Exercício proposto 1: Reescreva como uma lista JSON de strings, uma para cada linha e sem as linhas em branco, apenas as linhas das entradas que começam na linha com "the red helmet" e seguem até a linha com "[[724, 144]]", incluindo as duas.

Fonte:
•••
Mesmo depois da morte, o Fidalgo demonstra a arrogância prepotente típica da classe a que pertence. Além do mais, julga-se merecedor da recompensa divina, pois deixou na vida quem rezasse por ele. Embora típico o comportamento arrogante, o Fidalgo ainda apresenta certa humanidade; quando rejeitado pelo Anjo, se mostra arrependido por sua existência vazia: “folgava ser adorado; / confiei em meu estado / e nom vi que me perdia”.


Para com o Fidalgo, o Diabo mostrará uma falsa e irônica reverência, tratando-o por “vossa doçura” e dispondo-se sarcasticamente a desembarcá-lo na chegada ao cais, isto é, o inferno.
•••
Exercício proposto 2: Dê continuidade ao texto sobre o Fidalgo a partir do ponto em que ele termina.
•••
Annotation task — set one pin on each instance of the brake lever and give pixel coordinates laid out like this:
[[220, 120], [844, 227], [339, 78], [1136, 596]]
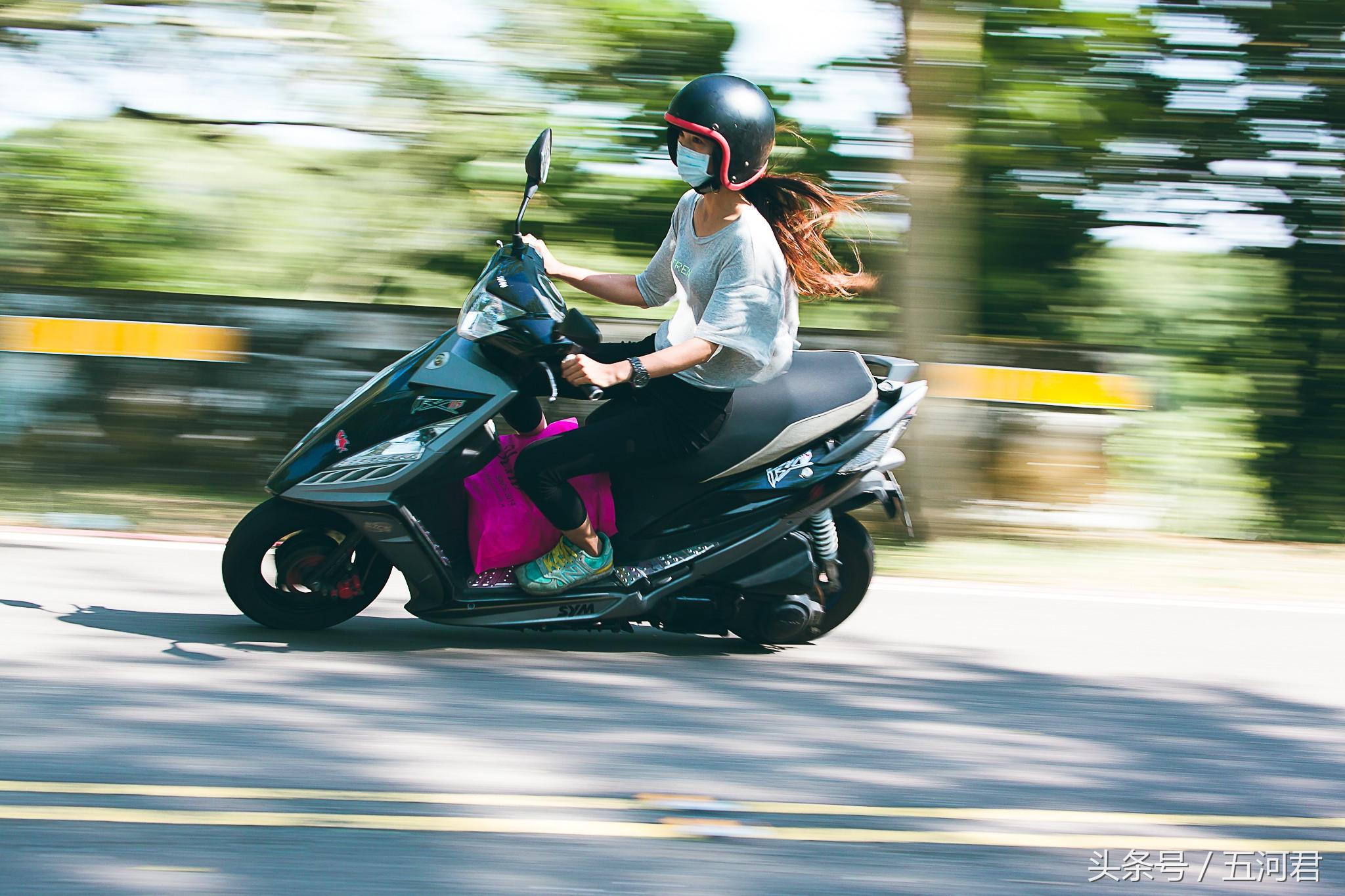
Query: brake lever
[[591, 393], [552, 378]]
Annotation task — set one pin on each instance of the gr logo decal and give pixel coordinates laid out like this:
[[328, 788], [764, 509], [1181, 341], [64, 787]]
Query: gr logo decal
[[803, 464], [450, 405], [575, 610]]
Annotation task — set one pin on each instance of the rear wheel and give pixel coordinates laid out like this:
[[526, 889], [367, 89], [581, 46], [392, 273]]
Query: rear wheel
[[276, 550], [854, 554]]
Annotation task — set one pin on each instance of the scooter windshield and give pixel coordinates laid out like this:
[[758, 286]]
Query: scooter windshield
[[512, 286]]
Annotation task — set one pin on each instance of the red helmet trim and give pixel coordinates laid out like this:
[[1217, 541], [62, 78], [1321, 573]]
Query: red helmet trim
[[724, 144]]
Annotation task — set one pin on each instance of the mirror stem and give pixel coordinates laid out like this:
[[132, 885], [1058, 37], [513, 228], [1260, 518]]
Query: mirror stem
[[518, 224]]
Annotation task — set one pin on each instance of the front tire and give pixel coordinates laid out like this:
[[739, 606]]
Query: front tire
[[272, 548]]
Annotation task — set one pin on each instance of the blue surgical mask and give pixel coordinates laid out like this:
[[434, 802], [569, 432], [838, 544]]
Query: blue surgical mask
[[693, 167]]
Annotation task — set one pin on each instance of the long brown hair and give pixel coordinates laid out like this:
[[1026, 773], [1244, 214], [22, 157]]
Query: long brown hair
[[801, 211]]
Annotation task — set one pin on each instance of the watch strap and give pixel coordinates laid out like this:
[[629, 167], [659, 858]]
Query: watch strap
[[639, 377]]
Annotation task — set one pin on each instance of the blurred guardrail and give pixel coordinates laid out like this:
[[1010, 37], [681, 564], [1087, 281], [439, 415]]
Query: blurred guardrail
[[221, 386]]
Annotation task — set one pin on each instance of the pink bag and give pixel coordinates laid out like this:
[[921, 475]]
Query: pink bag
[[503, 527]]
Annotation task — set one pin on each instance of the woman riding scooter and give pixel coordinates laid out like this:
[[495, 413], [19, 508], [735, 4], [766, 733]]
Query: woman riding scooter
[[741, 246]]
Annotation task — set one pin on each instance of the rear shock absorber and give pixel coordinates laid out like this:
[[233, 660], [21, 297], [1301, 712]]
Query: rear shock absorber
[[822, 531]]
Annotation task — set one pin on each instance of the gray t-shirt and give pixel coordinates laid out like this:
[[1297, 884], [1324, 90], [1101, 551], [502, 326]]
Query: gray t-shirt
[[735, 292]]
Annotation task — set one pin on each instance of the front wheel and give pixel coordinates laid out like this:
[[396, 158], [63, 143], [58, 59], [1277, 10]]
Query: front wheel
[[271, 559]]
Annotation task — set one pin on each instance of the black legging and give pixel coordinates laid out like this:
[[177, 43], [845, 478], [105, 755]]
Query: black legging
[[635, 429]]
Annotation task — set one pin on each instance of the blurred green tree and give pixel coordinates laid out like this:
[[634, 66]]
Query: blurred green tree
[[73, 217]]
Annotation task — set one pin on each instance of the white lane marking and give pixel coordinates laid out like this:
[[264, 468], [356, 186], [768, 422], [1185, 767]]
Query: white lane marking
[[10, 538], [1013, 591]]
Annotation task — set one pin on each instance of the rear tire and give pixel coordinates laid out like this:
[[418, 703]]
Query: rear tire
[[856, 557], [300, 535], [854, 553]]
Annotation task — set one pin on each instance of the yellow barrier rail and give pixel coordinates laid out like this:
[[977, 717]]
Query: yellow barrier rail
[[123, 339], [228, 344], [1028, 386]]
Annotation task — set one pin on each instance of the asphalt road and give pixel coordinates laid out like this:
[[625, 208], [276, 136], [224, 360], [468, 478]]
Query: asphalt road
[[948, 739]]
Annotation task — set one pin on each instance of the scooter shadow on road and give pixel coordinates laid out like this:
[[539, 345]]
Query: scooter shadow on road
[[378, 634]]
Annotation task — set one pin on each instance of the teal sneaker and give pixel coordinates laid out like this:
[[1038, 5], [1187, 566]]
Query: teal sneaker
[[564, 567]]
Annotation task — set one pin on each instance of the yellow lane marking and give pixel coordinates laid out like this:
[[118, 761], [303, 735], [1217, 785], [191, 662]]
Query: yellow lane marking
[[658, 830], [671, 801], [1067, 816], [121, 339], [1028, 386]]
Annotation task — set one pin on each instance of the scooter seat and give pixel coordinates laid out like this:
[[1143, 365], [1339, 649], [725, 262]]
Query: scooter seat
[[821, 391]]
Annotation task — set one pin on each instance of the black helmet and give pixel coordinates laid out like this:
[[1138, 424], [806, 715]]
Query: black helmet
[[734, 113]]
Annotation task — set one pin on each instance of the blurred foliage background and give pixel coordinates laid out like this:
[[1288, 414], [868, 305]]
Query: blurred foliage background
[[1156, 183]]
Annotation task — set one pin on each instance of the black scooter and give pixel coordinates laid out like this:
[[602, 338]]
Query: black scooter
[[751, 535]]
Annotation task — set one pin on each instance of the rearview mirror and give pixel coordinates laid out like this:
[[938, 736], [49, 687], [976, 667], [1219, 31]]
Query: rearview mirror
[[540, 158]]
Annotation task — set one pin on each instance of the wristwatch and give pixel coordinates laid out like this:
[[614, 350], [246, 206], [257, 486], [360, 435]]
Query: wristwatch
[[639, 377]]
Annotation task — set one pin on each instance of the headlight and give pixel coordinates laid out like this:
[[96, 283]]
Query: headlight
[[485, 314], [404, 449]]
•••
Resposta final 1:
[
  "Annotation task — set one pin on each instance of the red helmet trim and give pixel coordinates laid out like this:",
  "[[1217, 541], [62, 78], [1321, 573]]",
  "Query: red helmet trim",
  "[[724, 144]]"
]

Resposta final 2:
O Diabo escarnece-o, trata-o por tu, rebaixa-o até no seu orgulho próprio. E é em parte devido ao fato de ele ter sido um poderoso que mais agora é rebaixado, por se ter mostrado tirano do ponto de vista social e um enganado na sua vida particular[2]. A sentença deste personagem é a condenação da frivolidade, da soberba e da tirania.


A seguir, temos em cena o Onzeneiro ambicioso. É o agiota que traz consigo uma enorme bolsa vazia, em que guardava o dinheiro que roubava das pessoas quando vivo. O Diabo o cumprimenta esfuziante e o trata por “meu parente”. O Onzeneiro queixa-se por estar sem dinheiro e o Diabo lhe indica que deve entrar na barca infernal. Mas o agiota, ao saber do destino de sua embarcação, recusa-se a entrar, indo em direção ao batel da Glória. O Anjo o despede, acusando-o pelo exercício da usura: “Ó onzena, como és feia / e filha da maldição”. A sentença do Onzeneiro será a condenação da usura[3], da ganância e da avareza que no final se lamentará: “Oh triste! Quem me cegou!”.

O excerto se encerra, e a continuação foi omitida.